Aim of the exercise: Count the lines in the items below that contain the string "pine". Reply with the number alone.

Pointing records
● ● ● ● ● ● ●
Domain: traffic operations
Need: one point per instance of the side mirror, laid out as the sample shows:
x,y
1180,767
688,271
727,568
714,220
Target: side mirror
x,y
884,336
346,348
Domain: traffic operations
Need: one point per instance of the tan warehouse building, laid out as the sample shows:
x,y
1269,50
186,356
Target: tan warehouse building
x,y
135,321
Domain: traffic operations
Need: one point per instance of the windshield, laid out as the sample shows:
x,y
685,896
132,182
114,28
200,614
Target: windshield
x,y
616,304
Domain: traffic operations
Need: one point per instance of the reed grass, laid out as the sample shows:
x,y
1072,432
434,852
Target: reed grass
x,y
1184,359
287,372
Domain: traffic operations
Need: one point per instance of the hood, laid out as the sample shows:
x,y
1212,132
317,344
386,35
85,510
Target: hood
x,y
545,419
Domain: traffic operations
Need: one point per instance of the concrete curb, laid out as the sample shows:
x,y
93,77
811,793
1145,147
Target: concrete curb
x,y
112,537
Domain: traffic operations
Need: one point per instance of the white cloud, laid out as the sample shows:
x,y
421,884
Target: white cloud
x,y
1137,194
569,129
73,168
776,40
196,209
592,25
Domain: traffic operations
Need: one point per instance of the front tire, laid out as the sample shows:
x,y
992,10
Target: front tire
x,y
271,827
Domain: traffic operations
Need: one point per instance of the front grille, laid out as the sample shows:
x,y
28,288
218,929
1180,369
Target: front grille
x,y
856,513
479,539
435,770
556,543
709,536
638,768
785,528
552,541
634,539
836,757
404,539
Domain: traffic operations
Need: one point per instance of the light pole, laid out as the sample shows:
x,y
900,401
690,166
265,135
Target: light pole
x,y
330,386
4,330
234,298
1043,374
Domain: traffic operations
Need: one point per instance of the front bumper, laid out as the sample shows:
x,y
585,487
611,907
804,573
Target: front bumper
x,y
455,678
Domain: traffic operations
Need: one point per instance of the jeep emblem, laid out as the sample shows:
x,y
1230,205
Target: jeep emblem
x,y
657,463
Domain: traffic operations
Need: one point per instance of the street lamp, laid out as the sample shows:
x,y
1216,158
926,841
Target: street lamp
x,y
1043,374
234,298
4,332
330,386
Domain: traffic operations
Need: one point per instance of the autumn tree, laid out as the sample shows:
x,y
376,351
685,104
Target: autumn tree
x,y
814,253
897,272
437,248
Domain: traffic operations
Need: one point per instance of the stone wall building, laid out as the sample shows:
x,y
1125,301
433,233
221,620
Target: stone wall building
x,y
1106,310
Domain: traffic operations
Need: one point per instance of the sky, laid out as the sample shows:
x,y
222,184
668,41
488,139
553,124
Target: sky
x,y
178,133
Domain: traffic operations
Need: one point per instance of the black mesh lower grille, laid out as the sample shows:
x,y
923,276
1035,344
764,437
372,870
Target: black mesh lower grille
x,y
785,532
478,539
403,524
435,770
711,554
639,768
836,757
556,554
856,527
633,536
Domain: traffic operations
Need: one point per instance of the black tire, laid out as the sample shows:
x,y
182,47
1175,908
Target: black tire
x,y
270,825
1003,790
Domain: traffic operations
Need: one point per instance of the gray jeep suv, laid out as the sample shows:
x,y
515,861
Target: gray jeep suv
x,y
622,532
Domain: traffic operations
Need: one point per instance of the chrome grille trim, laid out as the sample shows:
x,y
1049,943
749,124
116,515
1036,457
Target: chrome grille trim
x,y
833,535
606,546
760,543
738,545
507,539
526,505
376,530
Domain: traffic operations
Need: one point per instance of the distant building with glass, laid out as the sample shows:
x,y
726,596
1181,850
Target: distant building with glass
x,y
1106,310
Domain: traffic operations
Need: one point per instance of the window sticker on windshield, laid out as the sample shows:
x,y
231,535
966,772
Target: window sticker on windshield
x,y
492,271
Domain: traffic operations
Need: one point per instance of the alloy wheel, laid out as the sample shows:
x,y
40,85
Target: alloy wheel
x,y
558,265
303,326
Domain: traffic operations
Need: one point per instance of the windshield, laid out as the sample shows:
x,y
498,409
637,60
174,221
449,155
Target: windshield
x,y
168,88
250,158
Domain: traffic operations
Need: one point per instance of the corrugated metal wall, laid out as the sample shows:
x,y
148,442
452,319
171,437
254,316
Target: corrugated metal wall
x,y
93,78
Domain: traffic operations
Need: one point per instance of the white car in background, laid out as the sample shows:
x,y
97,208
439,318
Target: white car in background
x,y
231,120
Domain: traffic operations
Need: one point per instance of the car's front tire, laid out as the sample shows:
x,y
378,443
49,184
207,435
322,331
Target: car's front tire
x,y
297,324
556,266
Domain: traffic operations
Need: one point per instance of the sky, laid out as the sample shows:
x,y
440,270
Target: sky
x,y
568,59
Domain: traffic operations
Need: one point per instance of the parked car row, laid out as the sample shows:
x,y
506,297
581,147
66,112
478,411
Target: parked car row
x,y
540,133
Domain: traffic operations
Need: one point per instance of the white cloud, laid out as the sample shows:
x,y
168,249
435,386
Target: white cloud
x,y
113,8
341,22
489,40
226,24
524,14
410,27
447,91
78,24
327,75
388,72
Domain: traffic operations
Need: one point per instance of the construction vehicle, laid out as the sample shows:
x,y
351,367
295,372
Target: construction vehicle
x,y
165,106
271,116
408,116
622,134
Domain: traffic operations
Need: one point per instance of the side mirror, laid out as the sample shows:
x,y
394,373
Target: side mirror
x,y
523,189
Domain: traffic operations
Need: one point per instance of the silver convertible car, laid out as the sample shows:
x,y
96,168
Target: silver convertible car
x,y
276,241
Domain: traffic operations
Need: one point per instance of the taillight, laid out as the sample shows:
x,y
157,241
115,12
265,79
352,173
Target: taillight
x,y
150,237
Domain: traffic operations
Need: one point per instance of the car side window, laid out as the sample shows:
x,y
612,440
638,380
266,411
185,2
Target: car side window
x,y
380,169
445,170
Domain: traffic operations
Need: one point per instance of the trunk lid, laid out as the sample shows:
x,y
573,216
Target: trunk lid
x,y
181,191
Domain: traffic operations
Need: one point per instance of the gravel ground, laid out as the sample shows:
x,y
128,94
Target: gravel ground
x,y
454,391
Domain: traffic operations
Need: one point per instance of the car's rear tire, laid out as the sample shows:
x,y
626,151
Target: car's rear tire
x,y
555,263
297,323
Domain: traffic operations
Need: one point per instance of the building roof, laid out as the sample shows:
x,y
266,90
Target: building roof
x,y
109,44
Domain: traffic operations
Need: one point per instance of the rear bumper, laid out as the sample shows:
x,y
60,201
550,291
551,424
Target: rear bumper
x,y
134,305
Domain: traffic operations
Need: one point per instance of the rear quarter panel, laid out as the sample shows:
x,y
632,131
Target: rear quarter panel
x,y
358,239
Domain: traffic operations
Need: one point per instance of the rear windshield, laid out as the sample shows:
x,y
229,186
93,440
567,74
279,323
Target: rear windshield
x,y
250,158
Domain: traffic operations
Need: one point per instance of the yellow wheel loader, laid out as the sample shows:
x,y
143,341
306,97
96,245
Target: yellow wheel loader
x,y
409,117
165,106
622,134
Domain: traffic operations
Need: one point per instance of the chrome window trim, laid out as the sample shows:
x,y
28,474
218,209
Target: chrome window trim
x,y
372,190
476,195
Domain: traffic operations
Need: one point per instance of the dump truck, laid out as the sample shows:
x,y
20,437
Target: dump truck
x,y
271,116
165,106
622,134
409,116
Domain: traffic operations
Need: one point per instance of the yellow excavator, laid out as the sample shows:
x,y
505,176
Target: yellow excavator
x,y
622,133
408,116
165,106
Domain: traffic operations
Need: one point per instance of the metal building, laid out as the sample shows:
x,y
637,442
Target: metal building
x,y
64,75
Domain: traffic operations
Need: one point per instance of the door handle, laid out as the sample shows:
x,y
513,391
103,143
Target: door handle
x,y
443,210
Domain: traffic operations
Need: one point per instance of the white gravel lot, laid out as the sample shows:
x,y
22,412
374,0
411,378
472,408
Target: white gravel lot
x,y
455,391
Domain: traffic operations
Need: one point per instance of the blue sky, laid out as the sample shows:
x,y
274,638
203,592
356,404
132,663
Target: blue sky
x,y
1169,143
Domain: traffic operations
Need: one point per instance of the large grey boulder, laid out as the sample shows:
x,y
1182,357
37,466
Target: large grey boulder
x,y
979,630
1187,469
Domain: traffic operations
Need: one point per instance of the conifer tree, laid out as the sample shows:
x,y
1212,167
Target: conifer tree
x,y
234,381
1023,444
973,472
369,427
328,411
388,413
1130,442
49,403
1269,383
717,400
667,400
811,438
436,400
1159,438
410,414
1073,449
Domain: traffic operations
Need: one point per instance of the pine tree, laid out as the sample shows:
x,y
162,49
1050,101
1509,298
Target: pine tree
● ● ● ● ● ● ●
Output of the task: 2